Rename "crowd of people" to "group of people" in the part of the records that opens with the line containing "target: <item>crowd of people</item>" and closes at the end of the records. Return only that part, leaving everything else unchanged.

Object outline annotations:
==*==

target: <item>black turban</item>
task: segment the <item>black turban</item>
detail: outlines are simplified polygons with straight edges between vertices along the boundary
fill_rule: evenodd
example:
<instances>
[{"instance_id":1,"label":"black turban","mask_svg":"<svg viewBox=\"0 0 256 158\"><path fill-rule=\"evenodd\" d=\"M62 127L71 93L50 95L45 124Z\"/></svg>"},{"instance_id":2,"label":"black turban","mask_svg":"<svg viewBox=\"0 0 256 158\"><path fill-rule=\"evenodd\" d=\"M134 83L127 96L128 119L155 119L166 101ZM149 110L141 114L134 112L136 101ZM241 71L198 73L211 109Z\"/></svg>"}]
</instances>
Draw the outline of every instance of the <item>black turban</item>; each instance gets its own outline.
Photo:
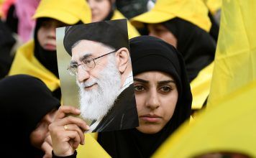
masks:
<instances>
[{"instance_id":1,"label":"black turban","mask_svg":"<svg viewBox=\"0 0 256 158\"><path fill-rule=\"evenodd\" d=\"M72 46L78 41L86 40L103 43L115 50L129 50L127 19L104 21L65 27L63 45L72 55Z\"/></svg>"}]
</instances>

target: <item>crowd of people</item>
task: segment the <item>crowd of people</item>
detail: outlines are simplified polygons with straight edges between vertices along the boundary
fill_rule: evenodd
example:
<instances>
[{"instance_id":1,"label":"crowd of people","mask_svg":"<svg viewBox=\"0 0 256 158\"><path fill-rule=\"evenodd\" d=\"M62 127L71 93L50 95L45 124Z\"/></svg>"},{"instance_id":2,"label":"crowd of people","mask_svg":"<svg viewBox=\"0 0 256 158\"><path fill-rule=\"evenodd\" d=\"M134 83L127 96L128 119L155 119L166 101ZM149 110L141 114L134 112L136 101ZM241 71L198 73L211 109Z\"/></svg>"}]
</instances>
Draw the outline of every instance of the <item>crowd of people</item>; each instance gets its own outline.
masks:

==*==

> **RESPONSE FOR THIS EXERCISE**:
target: <item>group of people</item>
task: segment the <item>group of people</item>
detail: outlines are simplified polygons with straight edges between vertices along the boundary
fill_rule: evenodd
example:
<instances>
[{"instance_id":1,"label":"group of people","mask_svg":"<svg viewBox=\"0 0 256 158\"><path fill-rule=\"evenodd\" d=\"M62 127L71 93L50 95L45 124Z\"/></svg>"},{"instance_id":2,"label":"group of people","mask_svg":"<svg viewBox=\"0 0 256 158\"><path fill-rule=\"evenodd\" d=\"M134 83L127 96L128 119L155 119L166 101ZM149 110L141 114L134 112L136 101ZM241 71L198 73L211 109Z\"/></svg>"}]
</instances>
Draw the outline of every instance of the <item>group of people</item>; each instance gets its own outline.
masks:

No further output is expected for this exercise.